**Work instruction 1**: List each person the interview notes about the altercation between Patient 1 and Patient 2 say was interviewed, with the date and time of each interview.
**Work instruction 2**:
Decide whether each statement agrees with the interview notes about the altercation between Patient 1 and Patient 2. Answer yes or no, and quote the words that decide it.
(a) Patient 3 said he heard Patient 1 tell Patient 2 to turn off the television.
(b) LVN 1 was interviewed in person.
(c) Patient 1 said he moved back to avoid Patient 2's fist.
**Work instruction 3**: Write the next part of the interview notes about the altercation between Patient 1 and Patient 2, starting after their last sentence.

***** Text passage

During an interview with the Director of Social Services (DSS) on 7/17/2023 at 12:43 PM, DSS stated Patient 1 informed her Patient 2 tried to hit him, but he moved and slid to the ground. SSD stated Patient 2 informed her Patient 1 threw a punch and hit him on the right side of the head, then he struck Patient 1 on the right side. SSD stated this was physical abuse and needed to be reported withing two hours to the State Agency, local law enforcement, and Ombudsman.
During an interview with Patient 1 on 7/17/2023 at 1:52 PM, Patient 1 stated Patient 2 tried to hit him in the face. Patient 1 stated he moved back to avoid Patient 2’s fist to his face which resulted in his fall.
During an interview with Patient 3 on 7/17/2023 at 2:15 PM, Patient 3 stated he heard Patient 1 tell Patient 2 to turn off the television, then Patient 2 hit Patient 1.
During a telephone interview with Licensed Vocational Nurse 1 (LVN 1) on 7/17/2023 at 2:22 PM, LVN 1 stated Patient 1 informed her Patient 2 wanted to hit him in the left eye. LVN 1 stated Patient 1 informed her both Patients 1 and 2 got into each other’s faces. LVN 1 stated this was a case of abuse. LVN 1 stated on 7/2/2023 after the incident, she made the report to the RN 1.

**********
***** Listed records

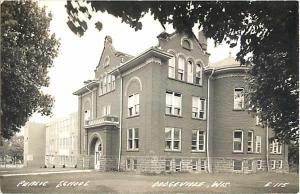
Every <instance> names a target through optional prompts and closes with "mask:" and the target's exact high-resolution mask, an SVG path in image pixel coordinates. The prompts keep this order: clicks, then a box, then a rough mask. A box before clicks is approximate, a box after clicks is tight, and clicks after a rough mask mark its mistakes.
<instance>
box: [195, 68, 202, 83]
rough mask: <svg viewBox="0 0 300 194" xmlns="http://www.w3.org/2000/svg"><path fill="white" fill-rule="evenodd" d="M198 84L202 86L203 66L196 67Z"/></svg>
mask: <svg viewBox="0 0 300 194" xmlns="http://www.w3.org/2000/svg"><path fill="white" fill-rule="evenodd" d="M196 84H198V85H202V66H201V65H200V64H197V65H196Z"/></svg>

**********

**Task answer 1**:
- Director of Social Services (DSS): 7/17/2023 at 12:43 PM
- Patient 1: 7/17/2023 at 1:52 PM
- Patient 3: 7/17/2023 at 2:15 PM
- Licensed Vocational Nurse 1 (LVN 1): 7/17/2023 at 2:22 PM, by telephone

**Task answer 2**:
(a) Yes: "Patient 3 stated he heard Patient 1 tell Patient 2 to turn off the television"
(b) No: "During a telephone interview with Licensed Vocational Nurse 1 (LVN 1)"
(c) Yes: "he moved back to avoid Patient 2’s fist to his face"

**Task answer 3**:
During a telephone interview with the RN 1 on 7/17/2023 at 2:34 PM, RN 1 stated from her investigation Patient 1 and Patient 2 had an argument about the television. RN 1 stated Patient 1 got up and turned off the television and Patient 2 swung at Patient 1 and grazed his cheek or left eye. RN 1 stated this is an alleged abuse since both Patients swung at one another. RN 1 stated LVN 1 had texted the Director of Nursing (DON) to report the alleged abuse. RN 1 stated she did not inform the DON nor contact anyone about the abuse.
During an interview with the DON on 7/17/2023 at 2:43 PM, DON stated he found out about the incident of abuse in the morning of 7/3/2023 around 8:30 AM. The DON stated he was the first person to notify the Administrator about the physical altercation. The DON stated the alleged physical altercation occurred during the 3 to 11 PM shift the night before on 7/2/2023. The DON stated he did not receive a text on 7/2/2023 regarding the incident between Patient 1 and Patient 2. The DON stated allegations of abuse were supposed to be reported within two hours. The DON stated the facility did not make the report within two hours after the abuse. The DON stated the RN 1 was supposed to contact him after the incident. The DON stated everybody was a mandated reported, either the LVN 1 or RN 1 supervisor should had made the report to CDPH, local law enforcement, and Ombudsman.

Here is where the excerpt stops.